• OBJECTIVE:
Output, with no changes, the span of lines that opens with the line containing "Thank you for the photograph. Please indicate the flower petal" and closes with the last line.

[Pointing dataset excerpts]
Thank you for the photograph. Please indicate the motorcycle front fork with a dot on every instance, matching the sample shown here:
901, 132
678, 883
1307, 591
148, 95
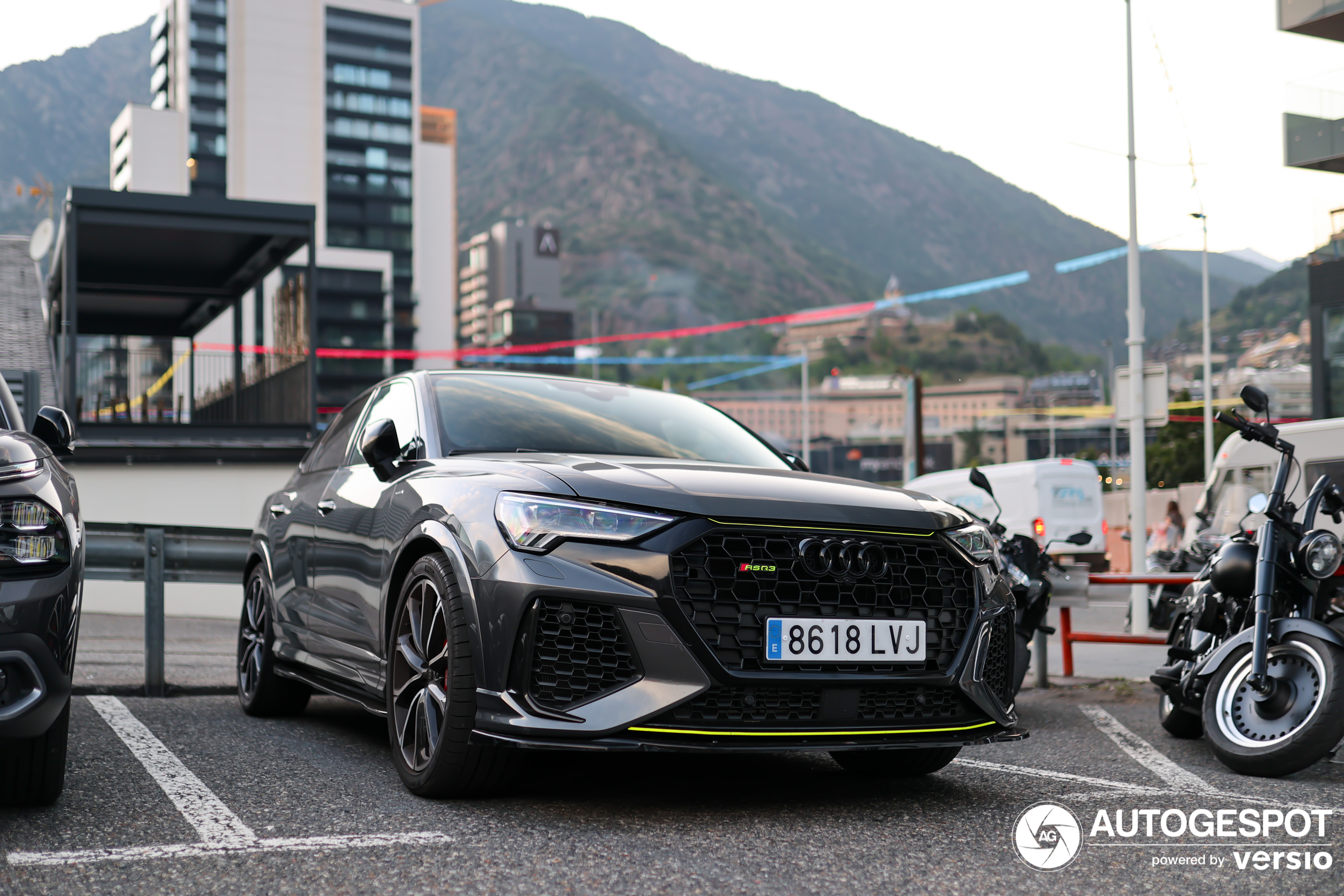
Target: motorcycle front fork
1264, 602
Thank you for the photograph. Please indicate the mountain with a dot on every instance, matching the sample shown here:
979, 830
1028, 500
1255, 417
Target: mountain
857, 200
56, 113
686, 194
1278, 301
1257, 258
1226, 265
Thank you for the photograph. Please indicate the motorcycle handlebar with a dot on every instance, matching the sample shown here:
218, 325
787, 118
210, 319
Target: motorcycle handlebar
1250, 432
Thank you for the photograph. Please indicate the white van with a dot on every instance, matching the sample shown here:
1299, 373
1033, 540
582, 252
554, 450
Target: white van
1049, 499
1242, 468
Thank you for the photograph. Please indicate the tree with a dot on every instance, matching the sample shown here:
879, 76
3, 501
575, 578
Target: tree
1178, 456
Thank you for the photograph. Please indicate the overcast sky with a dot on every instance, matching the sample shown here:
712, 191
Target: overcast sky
1032, 90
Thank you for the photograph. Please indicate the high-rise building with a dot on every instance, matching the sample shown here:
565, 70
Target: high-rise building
317, 103
510, 287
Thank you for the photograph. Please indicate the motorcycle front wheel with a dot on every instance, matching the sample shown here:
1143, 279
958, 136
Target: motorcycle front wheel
1296, 727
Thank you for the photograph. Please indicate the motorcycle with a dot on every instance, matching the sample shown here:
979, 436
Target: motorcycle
1027, 564
1253, 663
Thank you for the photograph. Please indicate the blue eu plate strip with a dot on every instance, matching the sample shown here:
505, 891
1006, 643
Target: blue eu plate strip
773, 640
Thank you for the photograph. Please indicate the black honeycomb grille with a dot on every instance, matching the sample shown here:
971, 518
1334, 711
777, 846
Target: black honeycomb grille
770, 706
728, 606
910, 703
805, 707
996, 660
580, 653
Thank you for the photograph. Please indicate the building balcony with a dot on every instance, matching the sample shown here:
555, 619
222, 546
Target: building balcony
1313, 18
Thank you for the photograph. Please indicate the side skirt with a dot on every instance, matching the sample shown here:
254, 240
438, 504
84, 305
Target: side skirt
319, 681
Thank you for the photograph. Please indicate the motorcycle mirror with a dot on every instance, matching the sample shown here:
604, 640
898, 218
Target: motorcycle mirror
1255, 399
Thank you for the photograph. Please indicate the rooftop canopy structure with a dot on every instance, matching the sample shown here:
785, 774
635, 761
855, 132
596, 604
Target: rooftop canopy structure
135, 278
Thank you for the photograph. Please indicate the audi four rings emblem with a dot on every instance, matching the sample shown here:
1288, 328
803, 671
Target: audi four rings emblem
837, 556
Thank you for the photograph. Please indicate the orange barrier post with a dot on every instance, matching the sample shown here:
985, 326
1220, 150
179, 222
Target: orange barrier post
1066, 640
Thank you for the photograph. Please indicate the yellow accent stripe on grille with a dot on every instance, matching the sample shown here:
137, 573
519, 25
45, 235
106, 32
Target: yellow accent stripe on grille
810, 734
820, 528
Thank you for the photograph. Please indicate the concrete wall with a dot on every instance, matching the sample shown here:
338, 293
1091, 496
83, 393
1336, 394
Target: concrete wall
229, 495
226, 495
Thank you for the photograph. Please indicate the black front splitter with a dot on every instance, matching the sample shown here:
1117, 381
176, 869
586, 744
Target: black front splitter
629, 742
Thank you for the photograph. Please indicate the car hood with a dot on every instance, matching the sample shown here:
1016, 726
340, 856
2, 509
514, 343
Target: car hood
726, 491
16, 448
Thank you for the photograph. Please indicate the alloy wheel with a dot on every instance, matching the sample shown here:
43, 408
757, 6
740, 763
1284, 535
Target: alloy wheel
252, 637
1298, 670
420, 675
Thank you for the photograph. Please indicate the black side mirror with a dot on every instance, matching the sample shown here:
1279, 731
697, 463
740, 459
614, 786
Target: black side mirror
1255, 399
381, 448
53, 426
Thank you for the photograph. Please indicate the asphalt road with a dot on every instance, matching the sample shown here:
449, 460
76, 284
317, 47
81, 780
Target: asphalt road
315, 807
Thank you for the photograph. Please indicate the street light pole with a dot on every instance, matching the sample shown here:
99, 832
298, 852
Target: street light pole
1138, 453
1209, 360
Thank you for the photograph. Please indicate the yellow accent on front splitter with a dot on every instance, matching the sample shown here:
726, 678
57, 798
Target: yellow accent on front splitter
808, 734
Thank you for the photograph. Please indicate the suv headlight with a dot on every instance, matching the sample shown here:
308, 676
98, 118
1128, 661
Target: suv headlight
31, 534
975, 541
1319, 554
535, 523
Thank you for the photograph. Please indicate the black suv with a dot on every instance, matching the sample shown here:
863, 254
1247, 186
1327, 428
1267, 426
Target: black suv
41, 583
496, 561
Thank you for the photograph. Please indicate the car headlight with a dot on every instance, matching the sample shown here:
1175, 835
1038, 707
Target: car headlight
537, 523
1319, 554
975, 539
31, 534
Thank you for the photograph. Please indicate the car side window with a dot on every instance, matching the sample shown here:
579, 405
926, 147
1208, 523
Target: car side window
331, 451
394, 402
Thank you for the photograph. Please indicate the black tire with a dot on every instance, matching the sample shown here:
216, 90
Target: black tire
1179, 722
895, 763
261, 692
432, 692
33, 770
1021, 663
1269, 747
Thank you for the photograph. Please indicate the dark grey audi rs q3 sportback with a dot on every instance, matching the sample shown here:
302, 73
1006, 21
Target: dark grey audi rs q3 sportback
496, 561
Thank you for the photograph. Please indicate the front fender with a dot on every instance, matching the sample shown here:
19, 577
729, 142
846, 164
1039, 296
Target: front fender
1278, 629
448, 543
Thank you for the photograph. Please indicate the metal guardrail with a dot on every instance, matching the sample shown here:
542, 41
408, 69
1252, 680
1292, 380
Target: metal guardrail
158, 554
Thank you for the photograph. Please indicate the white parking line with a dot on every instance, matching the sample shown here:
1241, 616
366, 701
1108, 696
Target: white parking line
1144, 753
188, 851
221, 829
203, 810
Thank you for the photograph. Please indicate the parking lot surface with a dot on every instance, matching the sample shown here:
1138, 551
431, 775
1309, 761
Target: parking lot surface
188, 796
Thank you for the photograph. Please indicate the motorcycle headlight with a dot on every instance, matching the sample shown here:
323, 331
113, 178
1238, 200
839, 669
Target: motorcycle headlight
537, 523
975, 541
31, 534
1016, 575
1319, 554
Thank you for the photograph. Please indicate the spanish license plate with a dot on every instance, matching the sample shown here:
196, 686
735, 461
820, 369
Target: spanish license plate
831, 640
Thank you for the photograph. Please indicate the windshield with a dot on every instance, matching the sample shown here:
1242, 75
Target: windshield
483, 412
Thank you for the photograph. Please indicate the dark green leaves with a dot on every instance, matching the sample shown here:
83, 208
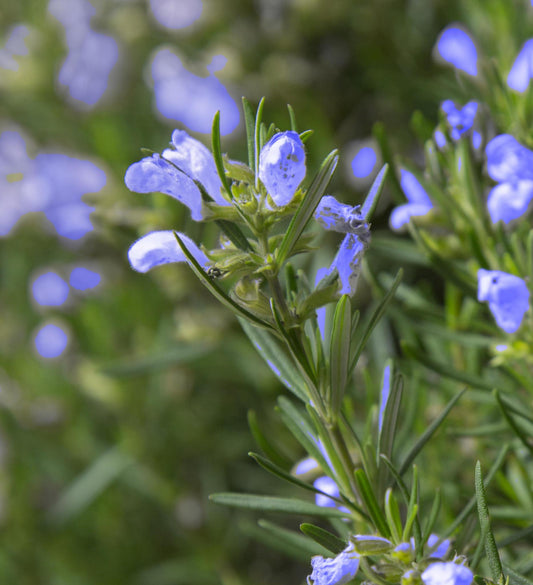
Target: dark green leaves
275, 504
339, 362
486, 532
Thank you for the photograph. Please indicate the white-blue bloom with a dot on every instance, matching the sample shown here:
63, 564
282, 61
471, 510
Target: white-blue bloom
522, 69
157, 248
457, 48
419, 201
336, 571
447, 574
508, 160
460, 120
348, 220
442, 550
282, 166
507, 295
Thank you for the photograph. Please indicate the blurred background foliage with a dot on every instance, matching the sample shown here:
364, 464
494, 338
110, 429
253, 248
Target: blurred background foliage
108, 452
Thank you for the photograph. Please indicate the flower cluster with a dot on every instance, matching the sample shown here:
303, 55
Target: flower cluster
511, 165
187, 172
394, 560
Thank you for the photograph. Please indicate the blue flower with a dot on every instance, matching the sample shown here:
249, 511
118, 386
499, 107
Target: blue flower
460, 120
86, 69
447, 574
457, 48
511, 164
348, 220
157, 248
440, 139
175, 172
337, 571
419, 201
508, 160
282, 166
363, 162
522, 69
196, 161
191, 99
509, 201
507, 295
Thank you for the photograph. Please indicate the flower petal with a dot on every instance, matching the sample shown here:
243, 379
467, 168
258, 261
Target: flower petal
509, 201
507, 295
337, 571
447, 574
327, 485
282, 166
457, 48
155, 174
461, 120
508, 160
442, 550
348, 263
157, 248
195, 160
332, 215
522, 69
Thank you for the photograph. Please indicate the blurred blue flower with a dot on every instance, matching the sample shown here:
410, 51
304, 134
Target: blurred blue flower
507, 295
522, 69
476, 139
84, 279
67, 180
457, 48
51, 341
51, 183
282, 166
511, 164
92, 55
161, 247
50, 290
336, 571
447, 574
440, 139
508, 160
460, 120
509, 201
176, 14
86, 69
327, 485
363, 162
180, 95
15, 46
306, 465
419, 201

• COMPLETE RESPONSE:
Thank you for the photograph. Please indicate the flower petal with a dot on every instance, matching the sample shown here:
243, 379
467, 168
258, 261
Target: flower petal
509, 201
507, 295
337, 571
447, 574
327, 485
282, 166
457, 48
155, 174
461, 120
508, 160
442, 550
348, 263
157, 248
195, 160
332, 215
522, 69
Thank you for the photograph. Please indicate the blurred blue flower with a dot on every instance, matching the sample shown here:
410, 51
304, 134
Target: blurred blue flower
507, 295
522, 69
476, 139
84, 279
67, 180
457, 48
51, 341
51, 183
282, 166
511, 164
92, 55
161, 247
50, 290
336, 571
447, 574
440, 139
508, 160
460, 120
509, 201
176, 14
86, 69
327, 485
363, 162
180, 95
15, 46
306, 465
419, 201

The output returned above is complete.